● **Problem to solve**:
Every line in the listing below from the one with "Target: man's white shirt" through the one with "Target: grassy field" is to be reproduced exactly, both ends included; leave out the rest.

● ● ● ●

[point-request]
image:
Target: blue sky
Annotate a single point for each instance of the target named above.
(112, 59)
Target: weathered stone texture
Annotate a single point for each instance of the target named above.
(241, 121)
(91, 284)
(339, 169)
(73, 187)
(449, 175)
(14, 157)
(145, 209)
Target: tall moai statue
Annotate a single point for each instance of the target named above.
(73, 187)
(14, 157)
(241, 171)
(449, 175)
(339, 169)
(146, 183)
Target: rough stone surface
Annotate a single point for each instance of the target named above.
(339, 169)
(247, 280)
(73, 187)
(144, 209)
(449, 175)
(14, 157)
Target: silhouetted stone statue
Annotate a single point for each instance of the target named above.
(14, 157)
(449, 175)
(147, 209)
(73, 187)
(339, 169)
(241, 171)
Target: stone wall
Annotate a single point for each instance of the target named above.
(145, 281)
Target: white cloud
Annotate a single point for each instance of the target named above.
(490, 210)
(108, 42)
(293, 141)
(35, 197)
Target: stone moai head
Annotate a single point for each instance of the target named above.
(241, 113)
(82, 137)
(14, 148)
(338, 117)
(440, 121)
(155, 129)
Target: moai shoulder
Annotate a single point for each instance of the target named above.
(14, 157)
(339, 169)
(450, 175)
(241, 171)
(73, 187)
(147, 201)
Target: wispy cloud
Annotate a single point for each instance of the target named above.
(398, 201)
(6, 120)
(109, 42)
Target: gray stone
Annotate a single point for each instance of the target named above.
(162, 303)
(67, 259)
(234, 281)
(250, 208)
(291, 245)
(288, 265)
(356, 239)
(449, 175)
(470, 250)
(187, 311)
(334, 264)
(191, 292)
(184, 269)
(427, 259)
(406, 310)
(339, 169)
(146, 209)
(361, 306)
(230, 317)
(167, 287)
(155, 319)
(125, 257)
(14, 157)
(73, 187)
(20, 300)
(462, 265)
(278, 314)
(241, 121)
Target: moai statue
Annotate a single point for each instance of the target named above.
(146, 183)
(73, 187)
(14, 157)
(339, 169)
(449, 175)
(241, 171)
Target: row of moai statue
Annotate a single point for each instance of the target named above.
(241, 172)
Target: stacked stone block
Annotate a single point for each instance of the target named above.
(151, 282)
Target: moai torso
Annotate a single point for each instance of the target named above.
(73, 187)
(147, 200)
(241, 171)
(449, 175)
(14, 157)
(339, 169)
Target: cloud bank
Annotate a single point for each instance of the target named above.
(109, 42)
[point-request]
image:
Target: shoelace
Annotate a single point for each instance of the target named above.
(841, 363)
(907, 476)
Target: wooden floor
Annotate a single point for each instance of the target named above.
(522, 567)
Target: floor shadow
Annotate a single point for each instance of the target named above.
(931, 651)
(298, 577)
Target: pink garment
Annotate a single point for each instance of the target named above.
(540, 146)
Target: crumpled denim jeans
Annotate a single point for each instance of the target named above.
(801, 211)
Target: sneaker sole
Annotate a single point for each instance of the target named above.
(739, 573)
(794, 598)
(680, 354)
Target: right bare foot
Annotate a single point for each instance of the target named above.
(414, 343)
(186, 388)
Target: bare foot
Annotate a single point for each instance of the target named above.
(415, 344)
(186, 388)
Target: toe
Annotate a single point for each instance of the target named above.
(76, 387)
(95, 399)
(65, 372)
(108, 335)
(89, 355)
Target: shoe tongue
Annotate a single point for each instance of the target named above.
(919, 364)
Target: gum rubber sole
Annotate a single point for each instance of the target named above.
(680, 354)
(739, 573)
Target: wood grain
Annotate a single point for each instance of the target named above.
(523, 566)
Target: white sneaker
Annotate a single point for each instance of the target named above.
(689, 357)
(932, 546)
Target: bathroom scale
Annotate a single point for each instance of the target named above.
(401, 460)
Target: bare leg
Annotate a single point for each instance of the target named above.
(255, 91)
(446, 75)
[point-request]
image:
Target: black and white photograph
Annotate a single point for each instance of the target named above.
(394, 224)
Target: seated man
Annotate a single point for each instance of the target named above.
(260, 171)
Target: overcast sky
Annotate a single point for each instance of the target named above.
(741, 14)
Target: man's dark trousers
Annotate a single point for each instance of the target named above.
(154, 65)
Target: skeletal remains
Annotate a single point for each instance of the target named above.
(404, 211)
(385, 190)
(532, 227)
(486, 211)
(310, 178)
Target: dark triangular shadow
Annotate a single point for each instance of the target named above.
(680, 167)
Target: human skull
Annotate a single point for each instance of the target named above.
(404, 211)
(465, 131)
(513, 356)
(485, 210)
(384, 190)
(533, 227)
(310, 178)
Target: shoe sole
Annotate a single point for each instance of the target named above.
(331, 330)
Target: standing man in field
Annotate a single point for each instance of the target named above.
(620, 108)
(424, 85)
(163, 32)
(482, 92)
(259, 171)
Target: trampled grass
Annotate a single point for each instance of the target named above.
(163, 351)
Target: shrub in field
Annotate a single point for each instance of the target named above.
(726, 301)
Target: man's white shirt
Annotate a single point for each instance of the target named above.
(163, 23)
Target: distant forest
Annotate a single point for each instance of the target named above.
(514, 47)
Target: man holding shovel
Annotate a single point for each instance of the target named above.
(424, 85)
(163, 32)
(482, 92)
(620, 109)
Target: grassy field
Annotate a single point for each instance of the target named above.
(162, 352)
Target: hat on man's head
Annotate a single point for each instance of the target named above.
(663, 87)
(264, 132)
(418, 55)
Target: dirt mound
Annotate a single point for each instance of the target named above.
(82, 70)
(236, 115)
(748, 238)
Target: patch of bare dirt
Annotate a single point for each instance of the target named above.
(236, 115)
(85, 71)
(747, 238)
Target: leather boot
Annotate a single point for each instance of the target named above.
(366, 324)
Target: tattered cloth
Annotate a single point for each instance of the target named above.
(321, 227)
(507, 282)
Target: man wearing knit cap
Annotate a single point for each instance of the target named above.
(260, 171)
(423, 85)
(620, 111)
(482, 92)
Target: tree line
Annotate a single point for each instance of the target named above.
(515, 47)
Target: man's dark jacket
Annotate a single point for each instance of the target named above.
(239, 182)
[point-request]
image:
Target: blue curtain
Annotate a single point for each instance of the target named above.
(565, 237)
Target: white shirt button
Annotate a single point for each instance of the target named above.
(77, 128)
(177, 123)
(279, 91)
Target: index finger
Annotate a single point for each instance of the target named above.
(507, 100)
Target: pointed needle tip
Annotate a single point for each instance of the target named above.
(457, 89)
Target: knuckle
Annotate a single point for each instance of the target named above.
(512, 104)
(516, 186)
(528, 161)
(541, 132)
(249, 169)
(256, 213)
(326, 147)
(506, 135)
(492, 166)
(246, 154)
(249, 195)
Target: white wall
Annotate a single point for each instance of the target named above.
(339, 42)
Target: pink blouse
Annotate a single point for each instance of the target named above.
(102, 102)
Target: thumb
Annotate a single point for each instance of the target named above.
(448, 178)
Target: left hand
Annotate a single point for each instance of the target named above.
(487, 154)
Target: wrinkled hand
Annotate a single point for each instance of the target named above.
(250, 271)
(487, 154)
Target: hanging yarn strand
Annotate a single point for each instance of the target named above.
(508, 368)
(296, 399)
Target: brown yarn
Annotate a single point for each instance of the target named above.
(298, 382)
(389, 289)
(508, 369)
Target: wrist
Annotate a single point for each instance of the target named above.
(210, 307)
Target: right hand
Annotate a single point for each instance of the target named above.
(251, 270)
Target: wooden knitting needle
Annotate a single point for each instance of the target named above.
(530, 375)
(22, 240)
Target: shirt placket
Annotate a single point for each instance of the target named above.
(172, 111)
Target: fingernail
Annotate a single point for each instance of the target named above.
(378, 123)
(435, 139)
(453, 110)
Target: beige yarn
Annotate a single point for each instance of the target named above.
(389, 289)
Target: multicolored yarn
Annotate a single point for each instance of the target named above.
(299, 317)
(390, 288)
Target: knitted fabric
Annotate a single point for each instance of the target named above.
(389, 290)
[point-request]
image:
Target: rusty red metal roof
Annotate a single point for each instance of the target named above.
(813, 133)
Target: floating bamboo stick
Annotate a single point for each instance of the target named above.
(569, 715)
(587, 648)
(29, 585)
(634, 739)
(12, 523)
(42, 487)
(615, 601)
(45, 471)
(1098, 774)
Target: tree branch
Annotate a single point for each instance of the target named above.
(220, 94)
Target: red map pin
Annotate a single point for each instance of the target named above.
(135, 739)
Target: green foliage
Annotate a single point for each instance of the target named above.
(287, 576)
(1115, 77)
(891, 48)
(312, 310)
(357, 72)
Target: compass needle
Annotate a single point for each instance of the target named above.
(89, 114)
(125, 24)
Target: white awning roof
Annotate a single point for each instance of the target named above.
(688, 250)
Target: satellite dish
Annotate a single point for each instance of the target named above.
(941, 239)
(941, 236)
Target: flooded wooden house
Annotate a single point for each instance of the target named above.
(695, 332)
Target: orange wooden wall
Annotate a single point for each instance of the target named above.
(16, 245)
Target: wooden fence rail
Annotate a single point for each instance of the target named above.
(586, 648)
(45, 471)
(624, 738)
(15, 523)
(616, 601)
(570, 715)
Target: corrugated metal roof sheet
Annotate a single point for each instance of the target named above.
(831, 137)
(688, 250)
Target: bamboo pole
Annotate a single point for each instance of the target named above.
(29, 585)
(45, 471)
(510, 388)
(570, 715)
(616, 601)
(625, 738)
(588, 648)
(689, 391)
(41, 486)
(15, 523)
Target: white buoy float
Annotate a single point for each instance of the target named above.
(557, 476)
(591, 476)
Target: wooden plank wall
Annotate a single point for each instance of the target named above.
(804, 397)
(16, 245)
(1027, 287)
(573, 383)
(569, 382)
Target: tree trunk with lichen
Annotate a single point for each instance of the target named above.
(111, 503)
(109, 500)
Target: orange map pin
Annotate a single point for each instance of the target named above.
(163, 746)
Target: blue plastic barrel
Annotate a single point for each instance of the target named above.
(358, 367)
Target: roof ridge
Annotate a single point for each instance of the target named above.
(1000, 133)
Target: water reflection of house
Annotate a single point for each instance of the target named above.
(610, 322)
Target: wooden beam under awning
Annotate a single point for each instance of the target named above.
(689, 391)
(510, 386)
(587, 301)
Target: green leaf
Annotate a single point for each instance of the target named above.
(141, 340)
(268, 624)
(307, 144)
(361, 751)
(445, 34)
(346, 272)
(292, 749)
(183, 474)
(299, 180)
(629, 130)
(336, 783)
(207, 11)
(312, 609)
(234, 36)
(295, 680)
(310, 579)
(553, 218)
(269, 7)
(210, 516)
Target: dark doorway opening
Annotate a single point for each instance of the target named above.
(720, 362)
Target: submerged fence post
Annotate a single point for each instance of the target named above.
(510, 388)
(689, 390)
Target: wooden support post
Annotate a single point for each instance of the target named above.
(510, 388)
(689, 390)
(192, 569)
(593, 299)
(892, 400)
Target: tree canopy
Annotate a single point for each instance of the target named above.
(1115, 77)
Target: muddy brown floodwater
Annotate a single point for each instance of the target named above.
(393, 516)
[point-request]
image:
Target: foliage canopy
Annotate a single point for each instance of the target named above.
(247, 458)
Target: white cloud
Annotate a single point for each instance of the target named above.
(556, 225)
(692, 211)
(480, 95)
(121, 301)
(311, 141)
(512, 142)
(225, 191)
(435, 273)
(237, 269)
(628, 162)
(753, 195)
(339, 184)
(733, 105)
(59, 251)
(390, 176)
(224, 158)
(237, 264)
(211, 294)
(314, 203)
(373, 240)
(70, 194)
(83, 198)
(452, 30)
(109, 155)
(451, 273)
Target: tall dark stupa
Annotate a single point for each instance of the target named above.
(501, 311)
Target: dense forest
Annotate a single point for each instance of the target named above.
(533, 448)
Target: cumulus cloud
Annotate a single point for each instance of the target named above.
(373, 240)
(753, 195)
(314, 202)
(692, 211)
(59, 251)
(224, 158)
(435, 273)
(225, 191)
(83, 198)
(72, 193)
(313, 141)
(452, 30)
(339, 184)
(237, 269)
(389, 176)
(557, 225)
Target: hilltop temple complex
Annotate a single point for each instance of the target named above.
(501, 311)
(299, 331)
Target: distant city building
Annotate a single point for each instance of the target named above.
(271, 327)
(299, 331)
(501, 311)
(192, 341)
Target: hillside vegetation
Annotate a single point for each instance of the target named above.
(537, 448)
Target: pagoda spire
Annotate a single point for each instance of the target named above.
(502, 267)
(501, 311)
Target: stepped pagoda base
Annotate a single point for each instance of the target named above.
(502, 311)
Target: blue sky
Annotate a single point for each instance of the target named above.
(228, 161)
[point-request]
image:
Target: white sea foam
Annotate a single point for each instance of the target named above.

● ● ● ●

● **Expected answer**:
Target: man's white shirt
Annotate a single point for each instance of the target named above.
(163, 23)
Target: distant forest
Annotate a single point for each instance of the target named above.
(514, 47)
Target: man holding shovel
Annotate a single point for each instance of the target named above.
(424, 85)
(163, 32)
(482, 92)
(620, 109)
Target: grassy field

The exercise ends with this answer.